• _Entries shown_
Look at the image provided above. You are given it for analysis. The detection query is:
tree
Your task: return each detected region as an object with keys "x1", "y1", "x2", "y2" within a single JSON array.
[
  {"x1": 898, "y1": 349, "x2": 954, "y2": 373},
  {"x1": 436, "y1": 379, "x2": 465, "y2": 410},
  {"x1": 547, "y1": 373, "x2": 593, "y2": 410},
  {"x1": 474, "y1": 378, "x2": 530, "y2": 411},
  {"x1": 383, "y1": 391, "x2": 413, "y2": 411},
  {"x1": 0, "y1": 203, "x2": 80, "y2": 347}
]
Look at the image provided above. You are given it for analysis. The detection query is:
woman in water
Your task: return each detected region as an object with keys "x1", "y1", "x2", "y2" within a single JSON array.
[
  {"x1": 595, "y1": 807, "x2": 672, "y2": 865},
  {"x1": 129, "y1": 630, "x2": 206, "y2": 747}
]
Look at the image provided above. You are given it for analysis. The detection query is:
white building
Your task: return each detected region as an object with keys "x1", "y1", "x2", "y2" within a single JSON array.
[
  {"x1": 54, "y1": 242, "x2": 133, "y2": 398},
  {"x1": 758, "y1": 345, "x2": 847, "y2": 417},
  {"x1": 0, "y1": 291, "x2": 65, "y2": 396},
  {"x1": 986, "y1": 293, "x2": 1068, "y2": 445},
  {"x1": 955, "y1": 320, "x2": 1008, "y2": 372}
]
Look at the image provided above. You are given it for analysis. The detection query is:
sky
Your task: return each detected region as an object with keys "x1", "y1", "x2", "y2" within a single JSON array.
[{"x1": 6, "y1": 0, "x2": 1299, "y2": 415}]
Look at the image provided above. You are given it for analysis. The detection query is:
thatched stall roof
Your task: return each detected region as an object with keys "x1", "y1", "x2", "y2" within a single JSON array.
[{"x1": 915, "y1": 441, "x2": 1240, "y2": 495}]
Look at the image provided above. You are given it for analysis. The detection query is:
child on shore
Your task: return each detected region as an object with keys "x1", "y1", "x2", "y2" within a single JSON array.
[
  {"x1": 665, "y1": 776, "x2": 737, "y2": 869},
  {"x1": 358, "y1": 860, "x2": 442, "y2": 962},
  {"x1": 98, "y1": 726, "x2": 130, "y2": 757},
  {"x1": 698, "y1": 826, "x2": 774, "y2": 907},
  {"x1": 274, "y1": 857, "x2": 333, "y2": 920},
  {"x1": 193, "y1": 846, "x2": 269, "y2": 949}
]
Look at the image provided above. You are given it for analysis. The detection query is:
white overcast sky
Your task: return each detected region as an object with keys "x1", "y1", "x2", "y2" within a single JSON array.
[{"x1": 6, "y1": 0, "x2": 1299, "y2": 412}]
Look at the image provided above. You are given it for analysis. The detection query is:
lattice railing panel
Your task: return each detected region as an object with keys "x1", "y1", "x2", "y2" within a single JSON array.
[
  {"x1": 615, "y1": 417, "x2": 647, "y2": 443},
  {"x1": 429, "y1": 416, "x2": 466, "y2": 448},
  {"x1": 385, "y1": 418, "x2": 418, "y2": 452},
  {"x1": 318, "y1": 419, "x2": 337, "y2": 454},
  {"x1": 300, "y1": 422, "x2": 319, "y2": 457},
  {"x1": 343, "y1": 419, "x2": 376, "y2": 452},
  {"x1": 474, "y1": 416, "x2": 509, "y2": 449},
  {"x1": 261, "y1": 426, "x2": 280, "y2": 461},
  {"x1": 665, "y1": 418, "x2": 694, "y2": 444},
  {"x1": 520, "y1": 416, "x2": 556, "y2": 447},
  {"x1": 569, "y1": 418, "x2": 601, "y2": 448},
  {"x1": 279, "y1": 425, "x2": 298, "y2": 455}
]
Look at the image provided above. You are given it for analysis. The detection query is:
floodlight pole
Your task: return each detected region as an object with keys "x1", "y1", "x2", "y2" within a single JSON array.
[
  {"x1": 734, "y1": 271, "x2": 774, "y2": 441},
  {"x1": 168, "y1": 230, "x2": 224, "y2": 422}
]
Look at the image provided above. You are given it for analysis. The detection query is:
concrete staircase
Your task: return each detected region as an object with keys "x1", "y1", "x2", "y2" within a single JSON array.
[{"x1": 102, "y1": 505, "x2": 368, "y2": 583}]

• _Task to carry out_
The expected answer is an exact copy of the lines above, beginning at the line with "white overcast sky" and ending at the line with "lattice railing panel", with both ends in.

• _Answer to the exercise_
white overcast sky
Your task: return each detected region as an object with keys "x1", "y1", "x2", "y2" within a single JSON array.
[{"x1": 6, "y1": 0, "x2": 1299, "y2": 412}]
Look at the image provided above. You are given it for analysis. The detection query is:
lattice railing panel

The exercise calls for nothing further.